Exercise
Write out again only the lines from the start of the records through the line containing "168 L 17 167", both included and with the requests kept. Increase every number in the answer outlines by 130.

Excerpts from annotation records
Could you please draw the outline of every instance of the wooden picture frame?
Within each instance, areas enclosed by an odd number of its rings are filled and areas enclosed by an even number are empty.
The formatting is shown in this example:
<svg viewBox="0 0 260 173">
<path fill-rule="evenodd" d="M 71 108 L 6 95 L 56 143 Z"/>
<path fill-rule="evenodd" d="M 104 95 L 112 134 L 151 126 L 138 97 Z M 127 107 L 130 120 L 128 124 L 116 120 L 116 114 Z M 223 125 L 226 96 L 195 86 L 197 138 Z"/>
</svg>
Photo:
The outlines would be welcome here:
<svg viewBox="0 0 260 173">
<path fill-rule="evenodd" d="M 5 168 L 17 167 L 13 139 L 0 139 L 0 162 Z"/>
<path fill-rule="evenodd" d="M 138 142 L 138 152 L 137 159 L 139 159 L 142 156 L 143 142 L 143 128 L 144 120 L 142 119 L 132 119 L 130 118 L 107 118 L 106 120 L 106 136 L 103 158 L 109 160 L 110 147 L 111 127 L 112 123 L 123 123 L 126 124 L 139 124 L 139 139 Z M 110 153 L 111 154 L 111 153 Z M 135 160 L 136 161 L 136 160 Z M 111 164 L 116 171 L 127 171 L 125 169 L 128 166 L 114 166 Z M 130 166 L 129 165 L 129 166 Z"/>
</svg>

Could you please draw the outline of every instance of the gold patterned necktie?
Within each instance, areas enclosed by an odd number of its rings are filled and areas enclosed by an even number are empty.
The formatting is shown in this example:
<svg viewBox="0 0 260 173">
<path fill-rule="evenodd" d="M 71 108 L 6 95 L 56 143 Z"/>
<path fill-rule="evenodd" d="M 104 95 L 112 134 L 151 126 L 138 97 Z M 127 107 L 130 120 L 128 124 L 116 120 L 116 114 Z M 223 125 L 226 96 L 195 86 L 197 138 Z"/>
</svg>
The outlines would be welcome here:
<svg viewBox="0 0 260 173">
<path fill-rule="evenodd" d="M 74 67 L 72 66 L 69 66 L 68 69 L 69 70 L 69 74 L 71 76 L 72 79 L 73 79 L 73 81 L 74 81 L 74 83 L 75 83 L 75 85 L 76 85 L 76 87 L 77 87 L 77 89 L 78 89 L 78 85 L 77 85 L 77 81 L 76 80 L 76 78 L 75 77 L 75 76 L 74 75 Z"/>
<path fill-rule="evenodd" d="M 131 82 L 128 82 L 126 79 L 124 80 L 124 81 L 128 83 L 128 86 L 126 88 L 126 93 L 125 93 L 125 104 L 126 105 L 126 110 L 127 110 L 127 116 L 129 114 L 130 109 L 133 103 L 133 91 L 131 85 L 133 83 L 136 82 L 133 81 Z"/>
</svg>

Result below
Could you please draw the outline of every instance of the wooden picture frame?
Within each instance, areas enclosed by an odd number of its rings are filled and areas enclosed by an even number are empty.
The formatting is shown in this example:
<svg viewBox="0 0 260 173">
<path fill-rule="evenodd" d="M 71 108 L 6 95 L 56 143 Z"/>
<path fill-rule="evenodd" d="M 104 95 L 112 134 L 151 126 L 138 97 Z M 127 107 L 130 120 L 128 124 L 116 120 L 116 114 Z M 223 125 L 226 96 L 195 86 L 197 138 Z"/>
</svg>
Photo:
The outlines would be welcome here:
<svg viewBox="130 130 390 303">
<path fill-rule="evenodd" d="M 135 298 L 147 297 L 143 269 L 130 269 L 130 292 Z"/>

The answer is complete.